#### Document section ####
Did Mary Have a Nip and Tuck?
They were all there: Elvis, Gloria Steinem, David Duke, Sylvester Stallone, Jane Fonda, Melanie Griffith, Gary Cooper, Angela Lansbury, Betty Ford and others as last week’s “Plastic Surgery of the Stars” issue of People magazine exposed the nipped and tucked.
Even Cher complained that her “breast operations were a nightmare.”
But nowhere to be found was the last person in the world anyone would suspect of going under the knife: Mary Worth, the geriatric landlady who has been dispensing matronly advice on the comic pages of newspapers for nearly 60 years.
For the last few months, the worry lines that once creased her broad forehead have been nowhere to be seen. The crow’s feet and the bags around her eyes have miraculously vanished.
But, despite her national forum and reputation for straight talk, Mary hasn’t even mentioned that she looks decades younger.
Indeed, Mary’s dip in the fountain of youth--making her perhaps the first cartoon character to get a face-lift--even came as a surprise to the man who does her dialogue.
John Saunders, who’s written scripts for the plain-looking, plain-talking Mary since 1978, says he noticed that new cartoonist Joe Giella was making Mary look younger, in strips that began appearing late last summer.
“I called Joe and I said, ‘When did Mary Worth have a face-lift? I don’t recall writing that into the story,’ ” Saunders recalls by phone from his winter home in Naples, Fla.
“Joe was embarrassed. He was trying so hard to do a good job and he is doing a good job. He said to me, ‘You mean she’s too young?’ I said, ‘Yes. By almost half.’ ”
This isn’t Mary’s first make-over.
The comic, created by Martha Orr, first appeared in 1934 as “Apple Mary.” Depression-style Mary was a bag lady, modeled after a character in the 1933 Frank Capra film, “Lady for a Day.”
####
_Task prompt_. Reproduce the stretch of the Mary Worth article from "But nowhere to" through "does her dialogue.", word for word.
#### Data to examine ####
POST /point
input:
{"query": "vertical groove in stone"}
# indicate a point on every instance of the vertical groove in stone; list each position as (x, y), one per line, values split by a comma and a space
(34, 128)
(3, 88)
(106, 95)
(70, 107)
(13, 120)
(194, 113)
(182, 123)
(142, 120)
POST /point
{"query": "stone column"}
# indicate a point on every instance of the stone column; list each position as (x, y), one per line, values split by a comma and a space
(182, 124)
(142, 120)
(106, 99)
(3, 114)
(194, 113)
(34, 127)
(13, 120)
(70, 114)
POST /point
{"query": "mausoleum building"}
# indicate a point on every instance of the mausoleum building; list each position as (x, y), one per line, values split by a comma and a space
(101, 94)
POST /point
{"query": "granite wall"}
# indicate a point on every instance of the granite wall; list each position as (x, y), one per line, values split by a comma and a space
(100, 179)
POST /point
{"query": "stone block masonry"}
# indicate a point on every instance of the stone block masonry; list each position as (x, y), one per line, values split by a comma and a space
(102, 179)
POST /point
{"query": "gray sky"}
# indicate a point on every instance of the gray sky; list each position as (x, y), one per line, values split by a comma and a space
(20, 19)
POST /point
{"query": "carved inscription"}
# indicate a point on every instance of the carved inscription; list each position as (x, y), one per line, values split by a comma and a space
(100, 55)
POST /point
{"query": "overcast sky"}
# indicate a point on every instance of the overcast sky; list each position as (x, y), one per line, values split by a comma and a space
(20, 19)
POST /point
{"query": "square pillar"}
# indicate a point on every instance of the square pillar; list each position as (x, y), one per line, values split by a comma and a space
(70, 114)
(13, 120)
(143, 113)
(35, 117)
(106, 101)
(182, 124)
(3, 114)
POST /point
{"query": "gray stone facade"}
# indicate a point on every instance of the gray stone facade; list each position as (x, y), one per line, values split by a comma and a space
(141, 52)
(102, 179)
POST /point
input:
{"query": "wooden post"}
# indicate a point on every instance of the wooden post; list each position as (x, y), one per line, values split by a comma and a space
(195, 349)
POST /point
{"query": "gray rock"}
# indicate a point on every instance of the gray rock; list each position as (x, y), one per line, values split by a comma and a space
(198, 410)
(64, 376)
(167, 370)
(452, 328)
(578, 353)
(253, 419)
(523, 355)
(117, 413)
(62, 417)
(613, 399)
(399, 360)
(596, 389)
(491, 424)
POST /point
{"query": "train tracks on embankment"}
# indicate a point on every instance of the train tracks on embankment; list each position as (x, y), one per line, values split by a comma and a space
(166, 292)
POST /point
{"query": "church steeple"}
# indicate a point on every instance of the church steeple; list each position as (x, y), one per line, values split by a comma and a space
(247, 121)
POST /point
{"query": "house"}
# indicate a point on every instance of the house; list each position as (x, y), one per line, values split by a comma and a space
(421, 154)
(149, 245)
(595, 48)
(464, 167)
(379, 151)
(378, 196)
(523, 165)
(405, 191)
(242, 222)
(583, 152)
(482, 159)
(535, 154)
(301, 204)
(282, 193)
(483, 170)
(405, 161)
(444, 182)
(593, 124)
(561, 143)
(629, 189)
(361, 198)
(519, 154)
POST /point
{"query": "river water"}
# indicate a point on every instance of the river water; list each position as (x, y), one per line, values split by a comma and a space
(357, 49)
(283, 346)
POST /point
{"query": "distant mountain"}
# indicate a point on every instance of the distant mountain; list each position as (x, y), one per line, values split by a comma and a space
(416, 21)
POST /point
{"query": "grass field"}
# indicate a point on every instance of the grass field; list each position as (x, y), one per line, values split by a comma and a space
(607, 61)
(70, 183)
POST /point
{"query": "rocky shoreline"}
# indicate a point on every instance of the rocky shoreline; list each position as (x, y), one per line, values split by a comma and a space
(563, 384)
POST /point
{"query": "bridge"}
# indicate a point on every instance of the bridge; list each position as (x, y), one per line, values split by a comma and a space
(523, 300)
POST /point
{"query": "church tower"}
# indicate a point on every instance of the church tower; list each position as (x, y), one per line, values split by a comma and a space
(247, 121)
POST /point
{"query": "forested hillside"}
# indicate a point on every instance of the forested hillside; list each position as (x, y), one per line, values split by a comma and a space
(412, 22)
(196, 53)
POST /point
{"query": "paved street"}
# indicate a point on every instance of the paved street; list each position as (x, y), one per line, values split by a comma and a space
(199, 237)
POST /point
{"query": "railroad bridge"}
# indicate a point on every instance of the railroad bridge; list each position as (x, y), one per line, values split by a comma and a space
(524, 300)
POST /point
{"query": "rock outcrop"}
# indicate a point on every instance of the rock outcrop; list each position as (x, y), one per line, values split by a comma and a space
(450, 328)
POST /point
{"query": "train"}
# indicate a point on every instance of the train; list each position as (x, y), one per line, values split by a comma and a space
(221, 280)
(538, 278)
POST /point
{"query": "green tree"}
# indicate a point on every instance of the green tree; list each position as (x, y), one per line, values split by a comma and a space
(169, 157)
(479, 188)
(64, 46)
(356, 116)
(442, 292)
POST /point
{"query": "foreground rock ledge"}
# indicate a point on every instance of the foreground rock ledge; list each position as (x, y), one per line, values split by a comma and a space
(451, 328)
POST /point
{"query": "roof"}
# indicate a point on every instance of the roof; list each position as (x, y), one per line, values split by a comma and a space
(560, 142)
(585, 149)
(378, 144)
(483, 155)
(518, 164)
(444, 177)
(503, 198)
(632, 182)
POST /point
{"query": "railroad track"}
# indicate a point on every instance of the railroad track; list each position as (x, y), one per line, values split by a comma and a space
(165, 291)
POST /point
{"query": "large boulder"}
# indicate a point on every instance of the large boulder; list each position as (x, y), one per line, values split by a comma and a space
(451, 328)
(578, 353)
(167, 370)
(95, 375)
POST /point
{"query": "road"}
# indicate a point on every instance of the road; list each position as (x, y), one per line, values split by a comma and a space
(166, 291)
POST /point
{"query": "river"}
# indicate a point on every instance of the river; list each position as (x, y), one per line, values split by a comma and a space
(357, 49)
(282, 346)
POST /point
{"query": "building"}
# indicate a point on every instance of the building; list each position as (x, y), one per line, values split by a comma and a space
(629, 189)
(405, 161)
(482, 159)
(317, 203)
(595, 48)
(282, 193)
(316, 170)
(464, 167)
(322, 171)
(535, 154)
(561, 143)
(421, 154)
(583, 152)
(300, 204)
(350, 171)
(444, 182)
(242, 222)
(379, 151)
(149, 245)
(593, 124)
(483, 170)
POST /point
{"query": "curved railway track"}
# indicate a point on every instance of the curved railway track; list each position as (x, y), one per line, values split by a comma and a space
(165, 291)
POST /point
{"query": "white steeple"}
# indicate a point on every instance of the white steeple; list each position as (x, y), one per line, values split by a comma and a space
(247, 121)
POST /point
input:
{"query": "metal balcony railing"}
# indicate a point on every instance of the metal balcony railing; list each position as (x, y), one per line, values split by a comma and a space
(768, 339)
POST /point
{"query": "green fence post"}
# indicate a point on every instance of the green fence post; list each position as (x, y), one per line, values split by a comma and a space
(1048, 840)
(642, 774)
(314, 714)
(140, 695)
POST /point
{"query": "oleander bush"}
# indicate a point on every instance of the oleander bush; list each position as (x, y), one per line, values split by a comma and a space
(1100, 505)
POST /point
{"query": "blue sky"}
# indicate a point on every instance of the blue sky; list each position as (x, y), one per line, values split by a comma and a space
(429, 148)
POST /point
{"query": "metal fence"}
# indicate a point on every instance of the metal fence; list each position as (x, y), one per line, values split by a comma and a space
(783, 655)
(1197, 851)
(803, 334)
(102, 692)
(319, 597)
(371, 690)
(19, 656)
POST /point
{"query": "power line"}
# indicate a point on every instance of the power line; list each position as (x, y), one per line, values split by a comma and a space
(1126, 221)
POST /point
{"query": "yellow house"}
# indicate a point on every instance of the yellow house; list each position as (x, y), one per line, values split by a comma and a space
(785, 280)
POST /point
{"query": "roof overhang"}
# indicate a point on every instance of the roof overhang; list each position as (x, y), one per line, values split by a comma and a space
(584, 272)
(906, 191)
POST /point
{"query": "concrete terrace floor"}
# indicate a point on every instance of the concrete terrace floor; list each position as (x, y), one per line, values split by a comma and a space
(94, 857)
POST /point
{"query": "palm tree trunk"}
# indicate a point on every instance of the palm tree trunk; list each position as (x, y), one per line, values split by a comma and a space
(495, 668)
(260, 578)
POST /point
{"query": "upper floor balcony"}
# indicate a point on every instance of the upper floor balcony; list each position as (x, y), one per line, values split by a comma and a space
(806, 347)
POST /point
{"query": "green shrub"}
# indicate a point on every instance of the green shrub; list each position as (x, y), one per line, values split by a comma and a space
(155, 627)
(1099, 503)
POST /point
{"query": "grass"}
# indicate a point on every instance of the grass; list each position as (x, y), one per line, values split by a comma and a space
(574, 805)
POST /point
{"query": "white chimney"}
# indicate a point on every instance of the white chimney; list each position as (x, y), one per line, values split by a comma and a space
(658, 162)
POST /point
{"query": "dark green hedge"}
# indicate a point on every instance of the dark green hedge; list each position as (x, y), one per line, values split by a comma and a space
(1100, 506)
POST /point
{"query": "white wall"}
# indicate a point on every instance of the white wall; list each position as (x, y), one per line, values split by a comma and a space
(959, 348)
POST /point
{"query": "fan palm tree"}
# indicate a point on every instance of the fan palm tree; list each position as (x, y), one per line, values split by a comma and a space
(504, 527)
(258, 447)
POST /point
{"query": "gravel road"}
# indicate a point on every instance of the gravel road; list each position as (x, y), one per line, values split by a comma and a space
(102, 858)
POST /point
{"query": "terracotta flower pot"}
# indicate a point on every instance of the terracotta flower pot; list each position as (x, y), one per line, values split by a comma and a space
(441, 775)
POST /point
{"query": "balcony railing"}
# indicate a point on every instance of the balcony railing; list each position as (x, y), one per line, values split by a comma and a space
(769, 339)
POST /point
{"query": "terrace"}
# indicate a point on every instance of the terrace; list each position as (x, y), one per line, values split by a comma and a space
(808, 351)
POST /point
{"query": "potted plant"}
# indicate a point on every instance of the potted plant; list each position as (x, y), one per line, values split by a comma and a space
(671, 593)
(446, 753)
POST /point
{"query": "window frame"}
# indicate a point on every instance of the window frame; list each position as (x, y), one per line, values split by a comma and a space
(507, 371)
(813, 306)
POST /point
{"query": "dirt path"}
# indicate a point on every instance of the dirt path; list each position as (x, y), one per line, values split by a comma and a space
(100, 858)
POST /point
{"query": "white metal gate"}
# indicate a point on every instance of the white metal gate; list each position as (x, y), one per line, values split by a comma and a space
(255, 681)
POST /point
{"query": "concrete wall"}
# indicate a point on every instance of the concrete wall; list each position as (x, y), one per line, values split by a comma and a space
####
_Answer to this exercise_.
But nowhere to be found was the last person in the world anyone would suspect of going under the knife: Mary Worth, the geriatric landlady who has been dispensing matronly advice on the comic pages of newspapers for nearly 60 years.
For the last few months, the worry lines that once creased her broad forehead have been nowhere to be seen. The crow’s feet and the bags around her eyes have miraculously vanished.
But, despite her national forum and reputation for straight talk, Mary hasn’t even mentioned that she looks decades younger.
Indeed, Mary’s dip in the fountain of youth--making her perhaps the first cartoon character to get a face-lift--even came as a surprise to the man who does her dialogue.